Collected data

=== Begin Enclosure ===

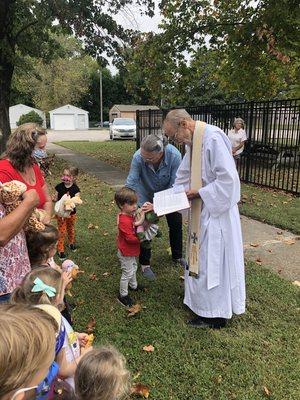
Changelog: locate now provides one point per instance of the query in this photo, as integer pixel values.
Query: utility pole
(101, 99)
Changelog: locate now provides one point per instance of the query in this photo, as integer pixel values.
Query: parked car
(122, 128)
(105, 124)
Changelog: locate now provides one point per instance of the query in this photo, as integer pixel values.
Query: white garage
(69, 118)
(16, 111)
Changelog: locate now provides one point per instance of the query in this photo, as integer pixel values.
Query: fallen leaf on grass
(266, 391)
(258, 261)
(90, 326)
(141, 390)
(134, 310)
(92, 226)
(136, 375)
(289, 241)
(218, 379)
(148, 348)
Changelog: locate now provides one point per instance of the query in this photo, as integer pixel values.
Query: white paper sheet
(170, 200)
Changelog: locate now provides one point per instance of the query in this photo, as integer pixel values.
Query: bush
(32, 116)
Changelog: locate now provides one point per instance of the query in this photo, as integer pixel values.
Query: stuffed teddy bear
(66, 205)
(11, 197)
(146, 227)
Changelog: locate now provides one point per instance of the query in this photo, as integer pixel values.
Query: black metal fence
(271, 157)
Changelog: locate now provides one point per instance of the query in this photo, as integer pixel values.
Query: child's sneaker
(72, 247)
(125, 300)
(62, 256)
(139, 288)
(148, 274)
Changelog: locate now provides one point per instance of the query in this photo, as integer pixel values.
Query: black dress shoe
(199, 322)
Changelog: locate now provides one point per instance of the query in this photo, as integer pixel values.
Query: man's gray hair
(174, 117)
(154, 143)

=== End Enclosure ===

Nothing outside the span should appear: transcribe the lines from the one containing "Query: child's sneaker" through the last line of the records.

## OUTPUT OF THE EXERCISE
Query: child's sneaker
(72, 247)
(125, 300)
(62, 256)
(139, 288)
(148, 274)
Changelog: locate now provides one point per instance of the query in this photo, as integer pixel values.
Query: black dress shoe
(199, 322)
Changelog: locate now provides one point per instance of the query in this photo, as integer pixel values.
Query: man's gray hair
(174, 117)
(154, 143)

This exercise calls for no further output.